PETALING JAYA: Sunway Real Estate Investment Trust (Sunway REIT) plans to acquire overseas assets in order to expand its portfolio in a bid to generate sustainable new sources of income.

CEO Datuk Jeffrey Ng Tiong Lip said the move to continue exploring yield-accretive acquisitions comes as the company sees 2023 as a year of opportunity and that it is committed to exploring new avenues for growth and capitalising on market trends to stay ahead.

“At the moment we still do not own foreign assets. We have looked at the UK, Japan, Australia, the developed market. But we can’t afford to make a mistake, so we are very cautious with this plan,” he told a press conference after its AGM today.

Last month, Sunway REIT announced that it would acquire RM520 million worth of properties from the Employees Provident Fund (EPF).

RHB Trustees Bhd, the trustee of Sunway REIT, has entered into a conditional sale and purchase agreement with Kwasa Properties Sdn Bhd, a wholly owned subsidiary of the EPF.

The properties to be acquired by Sunway REIT are six hypermarkets and retail complexes located in the Klang Valley and Johor. The Klang Valley properties are in Kinrara, Putra Heights, USJ, Klang and Ulu Klang, while the property in Johor is located in Plentong.

Overall, he said Sunway REIT remains cautiously optimistic for FY23, underpinned by the continued growth momentum for its retail and hotel segments on the back of full reopening of all economic sectors, reopening of international borders, and the new income contribution from the proposed acquisition.

> Listed entries
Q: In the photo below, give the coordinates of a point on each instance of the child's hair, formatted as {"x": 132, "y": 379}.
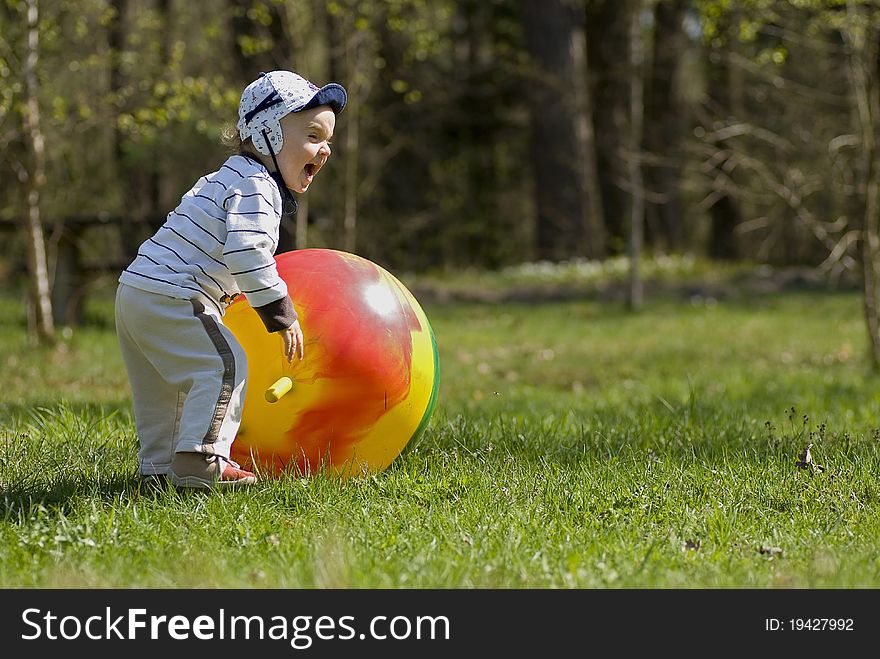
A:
{"x": 232, "y": 141}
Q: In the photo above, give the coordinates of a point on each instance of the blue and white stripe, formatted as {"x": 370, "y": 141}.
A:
{"x": 219, "y": 241}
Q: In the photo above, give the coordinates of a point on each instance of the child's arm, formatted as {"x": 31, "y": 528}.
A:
{"x": 251, "y": 223}
{"x": 293, "y": 341}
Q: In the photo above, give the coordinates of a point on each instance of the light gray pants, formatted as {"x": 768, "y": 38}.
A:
{"x": 187, "y": 372}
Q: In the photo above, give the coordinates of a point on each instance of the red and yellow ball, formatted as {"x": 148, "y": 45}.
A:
{"x": 367, "y": 384}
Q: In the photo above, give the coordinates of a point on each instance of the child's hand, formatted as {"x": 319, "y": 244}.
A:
{"x": 293, "y": 342}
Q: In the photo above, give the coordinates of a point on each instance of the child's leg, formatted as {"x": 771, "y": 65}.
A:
{"x": 157, "y": 404}
{"x": 212, "y": 411}
{"x": 193, "y": 352}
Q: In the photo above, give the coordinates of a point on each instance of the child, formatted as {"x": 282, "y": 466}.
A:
{"x": 187, "y": 371}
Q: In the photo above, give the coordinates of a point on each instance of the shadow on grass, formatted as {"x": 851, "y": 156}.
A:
{"x": 20, "y": 504}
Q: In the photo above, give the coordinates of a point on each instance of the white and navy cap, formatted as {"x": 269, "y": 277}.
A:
{"x": 273, "y": 95}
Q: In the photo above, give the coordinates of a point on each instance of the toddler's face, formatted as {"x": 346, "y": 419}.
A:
{"x": 306, "y": 145}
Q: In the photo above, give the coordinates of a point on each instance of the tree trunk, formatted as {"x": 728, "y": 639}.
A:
{"x": 558, "y": 162}
{"x": 664, "y": 130}
{"x": 595, "y": 225}
{"x": 864, "y": 74}
{"x": 608, "y": 53}
{"x": 724, "y": 214}
{"x": 637, "y": 208}
{"x": 40, "y": 295}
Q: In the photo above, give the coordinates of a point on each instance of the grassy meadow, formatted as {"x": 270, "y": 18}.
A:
{"x": 574, "y": 445}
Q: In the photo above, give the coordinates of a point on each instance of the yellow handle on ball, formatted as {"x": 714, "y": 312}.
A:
{"x": 280, "y": 387}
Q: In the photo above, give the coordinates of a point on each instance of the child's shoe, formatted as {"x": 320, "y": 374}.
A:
{"x": 205, "y": 472}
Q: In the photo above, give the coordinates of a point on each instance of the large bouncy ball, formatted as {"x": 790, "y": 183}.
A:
{"x": 368, "y": 381}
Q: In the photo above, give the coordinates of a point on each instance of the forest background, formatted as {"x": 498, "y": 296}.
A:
{"x": 478, "y": 133}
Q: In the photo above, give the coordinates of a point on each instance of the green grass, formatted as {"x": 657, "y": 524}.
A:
{"x": 574, "y": 445}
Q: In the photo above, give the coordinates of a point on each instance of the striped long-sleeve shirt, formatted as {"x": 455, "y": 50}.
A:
{"x": 220, "y": 241}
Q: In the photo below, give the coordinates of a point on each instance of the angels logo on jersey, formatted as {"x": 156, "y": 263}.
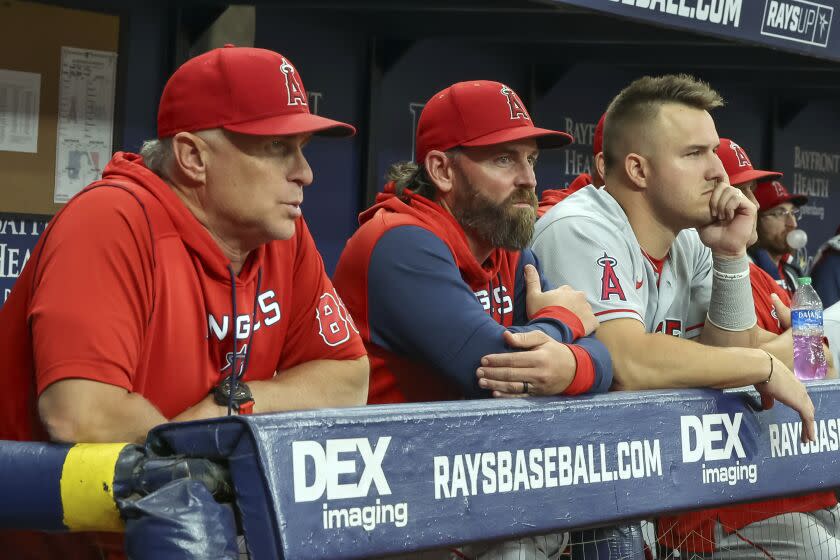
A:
{"x": 294, "y": 91}
{"x": 239, "y": 358}
{"x": 334, "y": 321}
{"x": 610, "y": 284}
{"x": 672, "y": 327}
{"x": 517, "y": 109}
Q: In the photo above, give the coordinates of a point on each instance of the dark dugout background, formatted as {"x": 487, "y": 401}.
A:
{"x": 374, "y": 64}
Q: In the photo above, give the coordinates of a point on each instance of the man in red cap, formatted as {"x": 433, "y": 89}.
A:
{"x": 551, "y": 197}
{"x": 441, "y": 284}
{"x": 800, "y": 525}
{"x": 184, "y": 284}
{"x": 778, "y": 215}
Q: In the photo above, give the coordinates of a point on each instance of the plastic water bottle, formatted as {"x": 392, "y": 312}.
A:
{"x": 806, "y": 320}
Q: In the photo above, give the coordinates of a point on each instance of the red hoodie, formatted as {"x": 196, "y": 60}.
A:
{"x": 412, "y": 374}
{"x": 127, "y": 288}
{"x": 102, "y": 306}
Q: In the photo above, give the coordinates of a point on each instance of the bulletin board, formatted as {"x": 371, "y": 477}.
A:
{"x": 31, "y": 38}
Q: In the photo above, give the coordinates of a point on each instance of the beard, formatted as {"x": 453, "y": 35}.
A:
{"x": 499, "y": 224}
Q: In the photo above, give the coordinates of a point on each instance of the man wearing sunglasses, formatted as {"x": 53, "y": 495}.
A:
{"x": 778, "y": 215}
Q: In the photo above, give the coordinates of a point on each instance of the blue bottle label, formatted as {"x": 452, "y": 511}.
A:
{"x": 802, "y": 319}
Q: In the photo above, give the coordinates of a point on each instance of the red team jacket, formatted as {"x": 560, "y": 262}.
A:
{"x": 403, "y": 363}
{"x": 127, "y": 288}
{"x": 695, "y": 530}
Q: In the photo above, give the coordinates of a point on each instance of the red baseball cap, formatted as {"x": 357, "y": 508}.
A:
{"x": 241, "y": 89}
{"x": 738, "y": 165}
{"x": 598, "y": 138}
{"x": 478, "y": 113}
{"x": 772, "y": 193}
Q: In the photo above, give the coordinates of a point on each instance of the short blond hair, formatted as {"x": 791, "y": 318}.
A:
{"x": 639, "y": 103}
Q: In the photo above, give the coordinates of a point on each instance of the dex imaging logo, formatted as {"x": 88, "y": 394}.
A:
{"x": 346, "y": 469}
{"x": 797, "y": 20}
{"x": 336, "y": 468}
{"x": 711, "y": 437}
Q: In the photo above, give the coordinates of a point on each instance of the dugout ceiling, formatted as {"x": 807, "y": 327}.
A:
{"x": 375, "y": 62}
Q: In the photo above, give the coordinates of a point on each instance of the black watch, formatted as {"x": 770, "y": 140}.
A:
{"x": 243, "y": 401}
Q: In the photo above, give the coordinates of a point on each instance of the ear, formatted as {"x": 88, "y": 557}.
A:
{"x": 637, "y": 168}
{"x": 190, "y": 154}
{"x": 440, "y": 171}
{"x": 599, "y": 167}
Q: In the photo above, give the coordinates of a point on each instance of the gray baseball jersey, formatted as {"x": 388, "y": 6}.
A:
{"x": 585, "y": 241}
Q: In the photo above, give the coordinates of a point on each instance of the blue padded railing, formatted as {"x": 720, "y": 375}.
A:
{"x": 377, "y": 480}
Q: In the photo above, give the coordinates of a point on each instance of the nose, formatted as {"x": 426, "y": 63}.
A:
{"x": 716, "y": 171}
{"x": 301, "y": 172}
{"x": 527, "y": 178}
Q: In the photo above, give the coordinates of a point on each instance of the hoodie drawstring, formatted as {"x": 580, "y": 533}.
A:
{"x": 492, "y": 297}
{"x": 234, "y": 376}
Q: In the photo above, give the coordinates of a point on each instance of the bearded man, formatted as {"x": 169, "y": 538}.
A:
{"x": 440, "y": 281}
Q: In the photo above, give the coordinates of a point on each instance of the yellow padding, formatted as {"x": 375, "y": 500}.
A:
{"x": 87, "y": 493}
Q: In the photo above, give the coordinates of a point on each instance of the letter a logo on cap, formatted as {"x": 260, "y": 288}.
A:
{"x": 743, "y": 160}
{"x": 294, "y": 90}
{"x": 517, "y": 110}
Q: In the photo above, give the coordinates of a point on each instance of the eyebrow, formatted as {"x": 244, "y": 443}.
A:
{"x": 693, "y": 147}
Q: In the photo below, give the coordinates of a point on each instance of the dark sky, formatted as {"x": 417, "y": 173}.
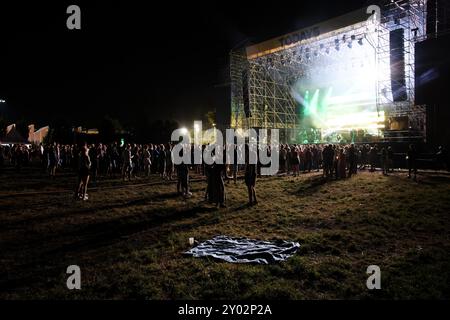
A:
{"x": 162, "y": 60}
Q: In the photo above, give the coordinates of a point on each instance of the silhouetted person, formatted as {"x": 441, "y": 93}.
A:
{"x": 412, "y": 161}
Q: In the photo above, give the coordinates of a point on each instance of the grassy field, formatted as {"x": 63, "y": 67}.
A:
{"x": 129, "y": 239}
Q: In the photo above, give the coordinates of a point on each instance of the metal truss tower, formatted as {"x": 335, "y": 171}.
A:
{"x": 406, "y": 18}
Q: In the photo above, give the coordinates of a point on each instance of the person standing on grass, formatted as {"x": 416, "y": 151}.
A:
{"x": 341, "y": 164}
{"x": 182, "y": 177}
{"x": 352, "y": 160}
{"x": 169, "y": 162}
{"x": 390, "y": 160}
{"x": 250, "y": 178}
{"x": 147, "y": 161}
{"x": 2, "y": 158}
{"x": 52, "y": 161}
{"x": 295, "y": 161}
{"x": 373, "y": 154}
{"x": 83, "y": 174}
{"x": 412, "y": 161}
{"x": 384, "y": 161}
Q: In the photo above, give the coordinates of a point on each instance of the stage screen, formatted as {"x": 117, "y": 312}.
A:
{"x": 337, "y": 94}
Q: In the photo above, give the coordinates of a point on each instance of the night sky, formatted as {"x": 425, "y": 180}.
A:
{"x": 133, "y": 61}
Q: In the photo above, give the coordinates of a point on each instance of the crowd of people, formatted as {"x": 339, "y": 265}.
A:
{"x": 131, "y": 161}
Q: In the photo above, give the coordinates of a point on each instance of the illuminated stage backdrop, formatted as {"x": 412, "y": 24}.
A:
{"x": 333, "y": 82}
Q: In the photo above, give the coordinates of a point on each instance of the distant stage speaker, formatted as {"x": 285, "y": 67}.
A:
{"x": 245, "y": 93}
{"x": 398, "y": 82}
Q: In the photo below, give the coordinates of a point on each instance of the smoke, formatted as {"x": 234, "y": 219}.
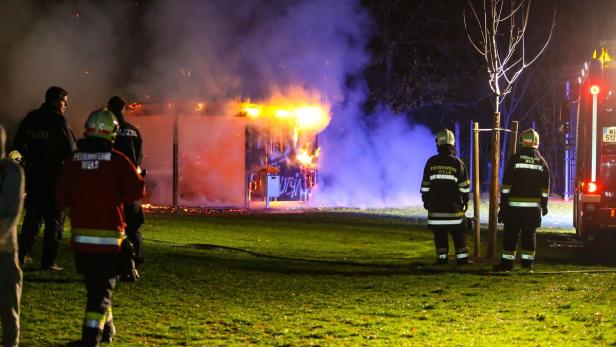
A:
{"x": 61, "y": 43}
{"x": 217, "y": 51}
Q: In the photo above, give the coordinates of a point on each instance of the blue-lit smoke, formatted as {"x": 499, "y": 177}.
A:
{"x": 220, "y": 50}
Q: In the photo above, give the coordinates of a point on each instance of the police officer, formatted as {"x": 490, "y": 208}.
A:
{"x": 129, "y": 142}
{"x": 95, "y": 183}
{"x": 44, "y": 139}
{"x": 524, "y": 199}
{"x": 444, "y": 191}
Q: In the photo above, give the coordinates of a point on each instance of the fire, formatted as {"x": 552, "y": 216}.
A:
{"x": 304, "y": 158}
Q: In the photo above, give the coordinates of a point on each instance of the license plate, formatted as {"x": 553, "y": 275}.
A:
{"x": 609, "y": 134}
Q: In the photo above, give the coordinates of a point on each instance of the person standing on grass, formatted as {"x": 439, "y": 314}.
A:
{"x": 44, "y": 139}
{"x": 129, "y": 142}
{"x": 444, "y": 191}
{"x": 11, "y": 201}
{"x": 524, "y": 199}
{"x": 95, "y": 184}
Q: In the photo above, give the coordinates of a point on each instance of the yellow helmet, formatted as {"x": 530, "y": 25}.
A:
{"x": 529, "y": 138}
{"x": 102, "y": 124}
{"x": 445, "y": 137}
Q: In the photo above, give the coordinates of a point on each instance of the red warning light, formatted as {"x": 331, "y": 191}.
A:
{"x": 594, "y": 89}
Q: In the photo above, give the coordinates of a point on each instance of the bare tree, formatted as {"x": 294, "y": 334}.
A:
{"x": 498, "y": 34}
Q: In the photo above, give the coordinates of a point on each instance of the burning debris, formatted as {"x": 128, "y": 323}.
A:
{"x": 227, "y": 164}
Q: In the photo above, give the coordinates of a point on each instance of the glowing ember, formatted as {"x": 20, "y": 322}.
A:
{"x": 304, "y": 158}
{"x": 200, "y": 106}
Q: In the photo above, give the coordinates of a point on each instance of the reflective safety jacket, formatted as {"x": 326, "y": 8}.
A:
{"x": 445, "y": 187}
{"x": 95, "y": 183}
{"x": 128, "y": 141}
{"x": 525, "y": 188}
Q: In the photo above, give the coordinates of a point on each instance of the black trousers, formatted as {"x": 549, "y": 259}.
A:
{"x": 100, "y": 276}
{"x": 441, "y": 241}
{"x": 53, "y": 219}
{"x": 133, "y": 216}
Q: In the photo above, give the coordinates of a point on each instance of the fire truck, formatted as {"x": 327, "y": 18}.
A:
{"x": 592, "y": 128}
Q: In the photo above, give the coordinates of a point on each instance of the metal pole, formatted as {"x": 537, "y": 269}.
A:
{"x": 512, "y": 139}
{"x": 493, "y": 211}
{"x": 175, "y": 162}
{"x": 471, "y": 152}
{"x": 476, "y": 192}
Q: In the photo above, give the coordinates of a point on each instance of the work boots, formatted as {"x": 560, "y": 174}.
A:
{"x": 108, "y": 332}
{"x": 90, "y": 337}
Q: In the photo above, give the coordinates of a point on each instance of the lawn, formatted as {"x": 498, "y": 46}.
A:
{"x": 341, "y": 278}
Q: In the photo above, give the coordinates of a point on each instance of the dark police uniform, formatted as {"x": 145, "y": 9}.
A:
{"x": 444, "y": 191}
{"x": 524, "y": 195}
{"x": 45, "y": 139}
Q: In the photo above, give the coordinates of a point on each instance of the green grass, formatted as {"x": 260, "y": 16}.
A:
{"x": 324, "y": 278}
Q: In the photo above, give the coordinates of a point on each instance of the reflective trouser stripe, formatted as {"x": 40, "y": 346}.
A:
{"x": 529, "y": 166}
{"x": 445, "y": 214}
{"x": 93, "y": 240}
{"x": 444, "y": 222}
{"x": 523, "y": 204}
{"x": 508, "y": 256}
{"x": 528, "y": 255}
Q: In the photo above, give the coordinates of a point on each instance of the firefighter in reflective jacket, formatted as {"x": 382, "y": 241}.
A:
{"x": 524, "y": 199}
{"x": 444, "y": 191}
{"x": 95, "y": 183}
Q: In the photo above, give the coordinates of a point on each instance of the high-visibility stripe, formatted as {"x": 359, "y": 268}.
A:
{"x": 445, "y": 214}
{"x": 523, "y": 204}
{"x": 444, "y": 222}
{"x": 98, "y": 232}
{"x": 529, "y": 166}
{"x": 443, "y": 177}
{"x": 92, "y": 240}
{"x": 508, "y": 256}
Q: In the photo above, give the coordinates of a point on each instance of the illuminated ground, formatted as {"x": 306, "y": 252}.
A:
{"x": 342, "y": 278}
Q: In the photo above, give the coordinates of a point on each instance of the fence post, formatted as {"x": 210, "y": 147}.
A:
{"x": 493, "y": 210}
{"x": 476, "y": 192}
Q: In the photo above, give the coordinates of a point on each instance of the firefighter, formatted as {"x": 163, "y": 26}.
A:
{"x": 94, "y": 185}
{"x": 524, "y": 199}
{"x": 129, "y": 142}
{"x": 45, "y": 139}
{"x": 444, "y": 191}
{"x": 11, "y": 279}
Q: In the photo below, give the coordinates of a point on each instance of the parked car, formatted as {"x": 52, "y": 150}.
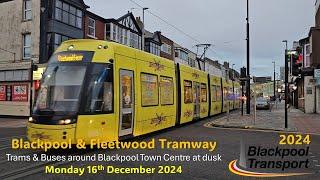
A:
{"x": 262, "y": 103}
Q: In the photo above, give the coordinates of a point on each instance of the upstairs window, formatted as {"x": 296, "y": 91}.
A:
{"x": 27, "y": 11}
{"x": 91, "y": 27}
{"x": 26, "y": 46}
{"x": 68, "y": 14}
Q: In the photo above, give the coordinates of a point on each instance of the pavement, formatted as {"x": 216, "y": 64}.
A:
{"x": 273, "y": 119}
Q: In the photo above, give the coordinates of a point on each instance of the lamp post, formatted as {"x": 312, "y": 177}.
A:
{"x": 232, "y": 72}
{"x": 274, "y": 80}
{"x": 248, "y": 60}
{"x": 286, "y": 86}
{"x": 142, "y": 39}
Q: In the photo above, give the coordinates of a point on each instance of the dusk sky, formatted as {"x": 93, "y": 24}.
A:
{"x": 222, "y": 23}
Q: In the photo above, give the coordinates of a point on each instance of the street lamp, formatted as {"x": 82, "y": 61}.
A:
{"x": 286, "y": 86}
{"x": 274, "y": 80}
{"x": 232, "y": 72}
{"x": 143, "y": 9}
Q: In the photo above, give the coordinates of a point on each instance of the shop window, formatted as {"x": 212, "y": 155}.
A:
{"x": 203, "y": 93}
{"x": 166, "y": 90}
{"x": 149, "y": 90}
{"x": 187, "y": 92}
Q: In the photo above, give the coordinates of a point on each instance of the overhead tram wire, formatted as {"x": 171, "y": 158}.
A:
{"x": 175, "y": 27}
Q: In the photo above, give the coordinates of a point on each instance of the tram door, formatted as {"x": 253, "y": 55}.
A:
{"x": 196, "y": 96}
{"x": 126, "y": 102}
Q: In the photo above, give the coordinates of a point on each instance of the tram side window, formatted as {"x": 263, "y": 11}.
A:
{"x": 149, "y": 90}
{"x": 100, "y": 90}
{"x": 213, "y": 93}
{"x": 225, "y": 93}
{"x": 166, "y": 90}
{"x": 203, "y": 93}
{"x": 187, "y": 92}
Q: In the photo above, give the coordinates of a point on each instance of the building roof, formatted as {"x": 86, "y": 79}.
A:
{"x": 154, "y": 37}
{"x": 126, "y": 21}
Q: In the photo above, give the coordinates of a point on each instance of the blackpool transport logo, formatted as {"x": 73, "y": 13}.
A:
{"x": 233, "y": 167}
{"x": 269, "y": 160}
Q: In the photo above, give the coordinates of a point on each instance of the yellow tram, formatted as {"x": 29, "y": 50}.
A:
{"x": 103, "y": 90}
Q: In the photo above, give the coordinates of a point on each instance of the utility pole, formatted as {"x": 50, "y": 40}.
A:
{"x": 206, "y": 47}
{"x": 248, "y": 60}
{"x": 286, "y": 86}
{"x": 274, "y": 80}
{"x": 232, "y": 72}
{"x": 143, "y": 29}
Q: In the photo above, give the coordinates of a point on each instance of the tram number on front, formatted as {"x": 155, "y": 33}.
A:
{"x": 294, "y": 139}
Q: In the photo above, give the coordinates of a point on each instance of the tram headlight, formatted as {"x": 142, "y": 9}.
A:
{"x": 65, "y": 121}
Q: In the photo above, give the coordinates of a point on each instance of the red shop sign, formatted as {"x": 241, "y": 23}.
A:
{"x": 20, "y": 92}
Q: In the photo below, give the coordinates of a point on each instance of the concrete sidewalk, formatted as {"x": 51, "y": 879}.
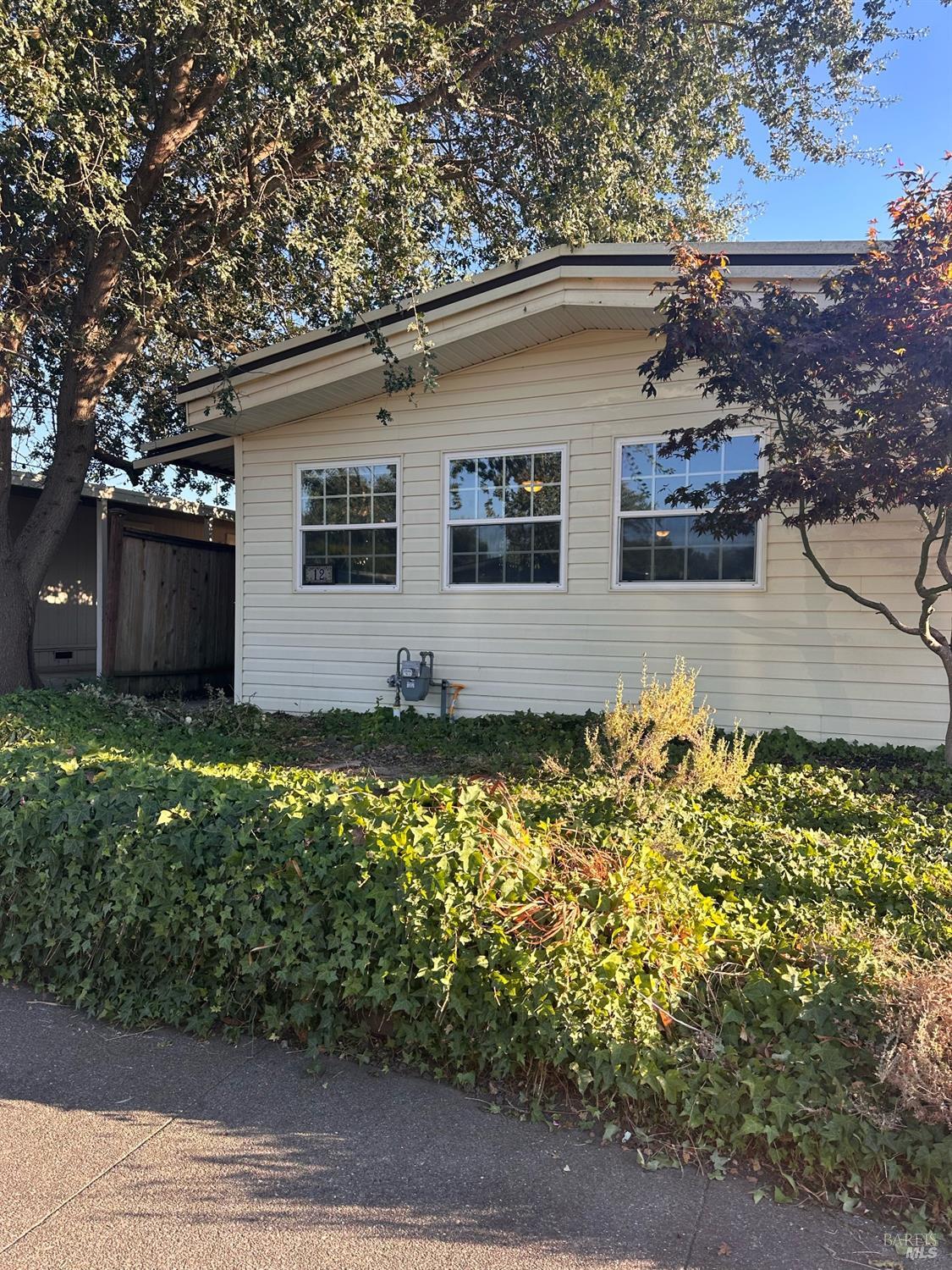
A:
{"x": 159, "y": 1152}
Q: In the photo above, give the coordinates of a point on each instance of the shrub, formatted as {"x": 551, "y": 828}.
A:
{"x": 632, "y": 743}
{"x": 687, "y": 967}
{"x": 918, "y": 1058}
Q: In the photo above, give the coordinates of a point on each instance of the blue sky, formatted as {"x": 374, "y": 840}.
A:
{"x": 827, "y": 202}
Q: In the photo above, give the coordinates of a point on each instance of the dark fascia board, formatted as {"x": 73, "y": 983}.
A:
{"x": 503, "y": 279}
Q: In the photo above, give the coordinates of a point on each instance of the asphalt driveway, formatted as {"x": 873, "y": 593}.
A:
{"x": 154, "y": 1151}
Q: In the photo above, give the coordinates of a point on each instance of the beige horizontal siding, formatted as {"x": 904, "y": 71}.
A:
{"x": 791, "y": 654}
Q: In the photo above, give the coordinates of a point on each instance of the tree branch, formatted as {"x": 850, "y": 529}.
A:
{"x": 118, "y": 462}
{"x": 875, "y": 605}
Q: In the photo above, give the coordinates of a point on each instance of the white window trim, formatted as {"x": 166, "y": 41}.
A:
{"x": 535, "y": 588}
{"x": 759, "y": 582}
{"x": 302, "y": 588}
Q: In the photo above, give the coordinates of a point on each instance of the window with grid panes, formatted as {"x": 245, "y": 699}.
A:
{"x": 505, "y": 520}
{"x": 349, "y": 526}
{"x": 662, "y": 543}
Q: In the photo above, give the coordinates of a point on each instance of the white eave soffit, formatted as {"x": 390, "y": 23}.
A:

> Tasks
a. List the six places named in the Sunway REIT article as locations of the properties to be acquired from the EPF.
b. Write the next paragraph of the Sunway REIT article, picking up after its last sentence.
The lines above can be left aside.

> Answers by task
a. Kinrara, Putra Heights, USJ, Klang, Ulu Klang, Plentong

b.
“We have actually recovered well from the black swan Covid pandemic that occurred in 2020 and 2021. By analogy, we basically fell to the ground in 2020 and 2021. In 2022, we picked ourselves up and we started to run, the way that we should have been and I’m glad to say that we are now on a very firm standing,” Ng said.

Additionally, CFO Ng Bee Lien said, “We actually believe that the interest rates will peak in 2023. Because of that, we also feel that once it has peaked, it has a tendency to go down once inflation is under control. So at that point in time when it’s inverse, we will take the opportunity to have a more balanced fix and floating borrowing.”

It has also released its performance outlook at the segmental level, detailing the outlook for each of its segments.

The outlook for the retail segment remains positive, supported by healthy economic growth, sustained domestic consumption, and a gradual pickup in international traveling. The segment is also expected to receive a new income contribution from Sunway Carnival Mall (New wing or SC 2). This is a significant addition to the portfolio of retail properties that Sunway REIT has, which is expected to boost the segment’s revenue further.

The outlook for its hotel segment is cautiously optimistic. With the lifting of Covid-19 restrictions, pent-up demand is expected to provide a boost to the Meetings, Incentives, Conventions, and Exhibitions business. The company will continue to focus on value-added offerings for domestic and international travelers, as well as growing markets.

Despite the expectation of experiencing surplus with incoming office supply, the outlook for the Office segment remains stable. The company will continue to identify and implement sustainability initiatives for the office properties to achieve operational efficiency.